STATED EXERCISE 1:
Answer the following questions from the text on the storage system, one answer per line, marked as the questions are.
(a) Where is the L2P address indirection table 250 stored when the storage system 200 includes a DRAM buffer 228A?
(b) Through what component does the local memory processor 218 access the DRAM buffer 228A?
(c) What is the name of the mode in which the memory device 240 may operate when its hardware resources are allocated to the computational storage functions?
STATED EXERCISE 2:
Decide whether each statement below agrees with the text on the storage system. Answer yes or no for each, marked as the statements are, and quote the words of the text that decide it.
(a) The L2P address indirection table 250 stores physical addresses for a set of logical addresses.
(b) The data processor of the memory device 240 performs the input/output access operations.
(c) The memory controller 202 and the data processor may share certain hardware resources in a time-multiplexed manner.
STATED EXERCISE 3: From the text on the storage system, write out the part that begins at the words "In some embodiments, the storage system 200 includes an" and stops after the words "DRAM controller 226.", reproducing it precisely.

In some embodiments, the storage system 200 includes an SSD having an L2P address indirection table 250 that stores physical addresses for a set of logical addresses, e.g., a logical block address (LBA). In some embodiments, the L2P address indirection table 250 is stored in an L2P table cache 212 included in the controller 202. Alternatively, in some embodiments, the storage system 200 includes a DRAM buffer 228A, and the L2P address indirection table 250 is stored in the DRAM buffer 228A. The local memory processor 218 of the controller 202 accesses the DRAM buffer 228A via a DRAM controller 226.

In some embodiments, a memory device 240 (also called a storage device) includes a plurality of processing cores, and is transformed to a computational storage device (CSD) by activating a computational storage configuring two separate subsets of processing cores to a memory controller 202 and a data processor (e.g., data processor 312 in FIG. 3), respectively. The data processor is configured to process internal computational storage operations (e.g., data processing operations) locally on the memory device 240, while the memory controller 202 of the memory device 240 specializes in performing generic storage functions including memory access functions (e.g., input/output (I/O) access operations) and internal memory management functions. In some embodiments, the memory controller 202 and the data processor of the memory device 240 at least partially share certain hardware resources in a time-multiplexed manner. The memory device 240 may operate in a computational storage elevation (CSE) mode, when the hardware resources (e.g., processing cores) are allocated to the computational storage functions or adjusted between the memory access functions and the computational storage functions.

RECORDED INFORMATION:
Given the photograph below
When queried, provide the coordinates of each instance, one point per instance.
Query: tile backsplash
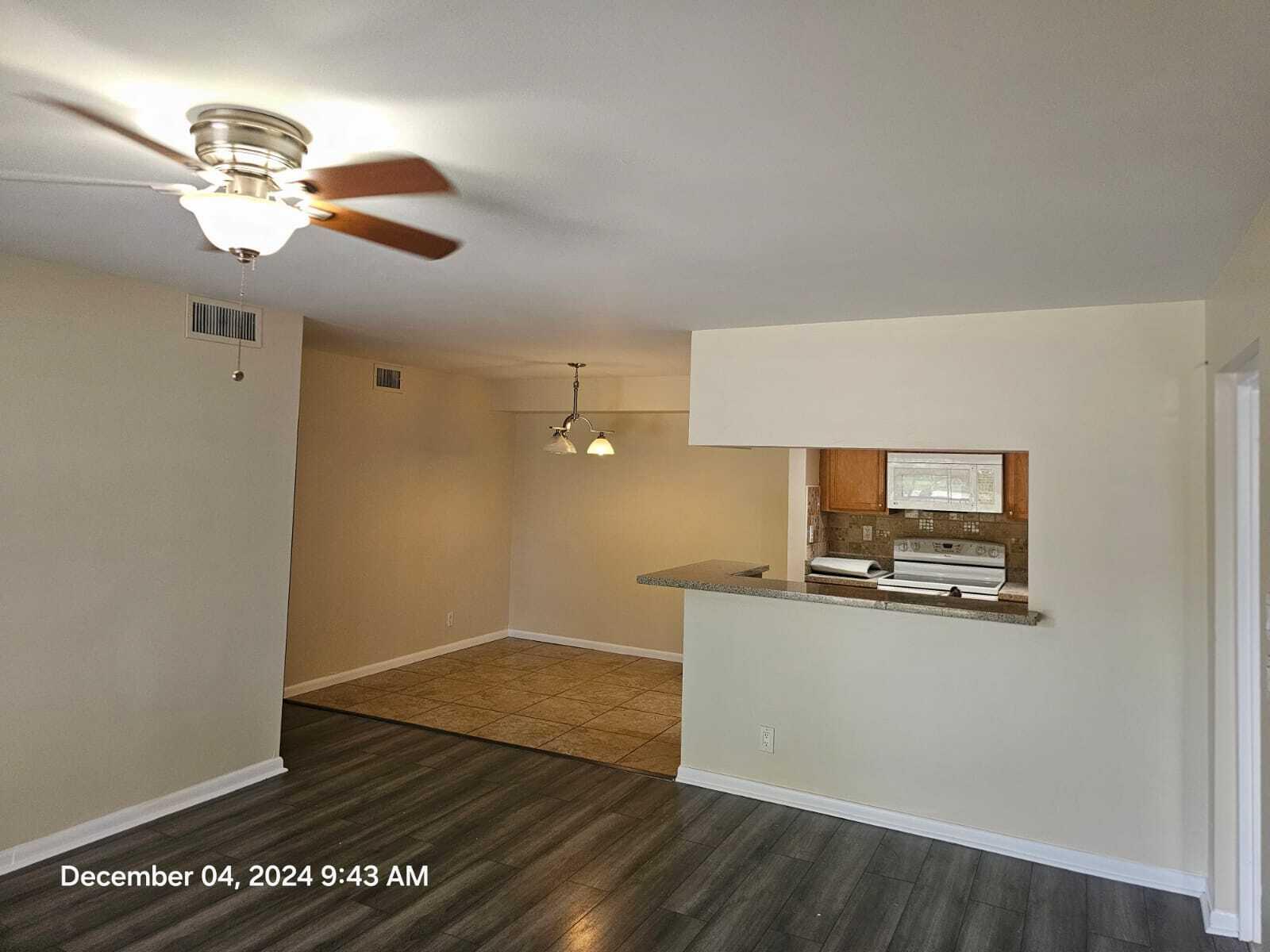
(844, 533)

CORRECT RESPONSE 1:
(a) In the DRAM buffer 228A.
(b) A DRAM controller 226.
(c) The computational storage elevation (CSE) mode.

CORRECT RESPONSE 2:
(a) Yes: "an L2P address indirection table 250 that stores physical addresses for a set of logical addresses"
(b) No: "the memory controller 202 of the memory device 240 specializes in performing generic storage functions including memory access functions (e.g., input/output (I/O) access operations)"
(c) Yes: "the memory controller 202 and the data processor of the memory device 240 at least partially share certain hardware resources in a time-multiplexed manner"

CORRECT RESPONSE 3:
In some embodiments, the storage system 200 includes an SSD having an L2P address indirection table 250 that stores physical addresses for a set of logical addresses, e.g., a logical block address (LBA). In some embodiments, the L2P address indirection table 250 is stored in an L2P table cache 212 included in the controller 202. Alternatively, in some embodiments, the storage system 200 includes a DRAM buffer 228A, and the L2P address indirection table 250 is stored in the DRAM buffer 228A. The local memory processor 218 of the controller 202 accesses the DRAM buffer 228A via a DRAM controller 226.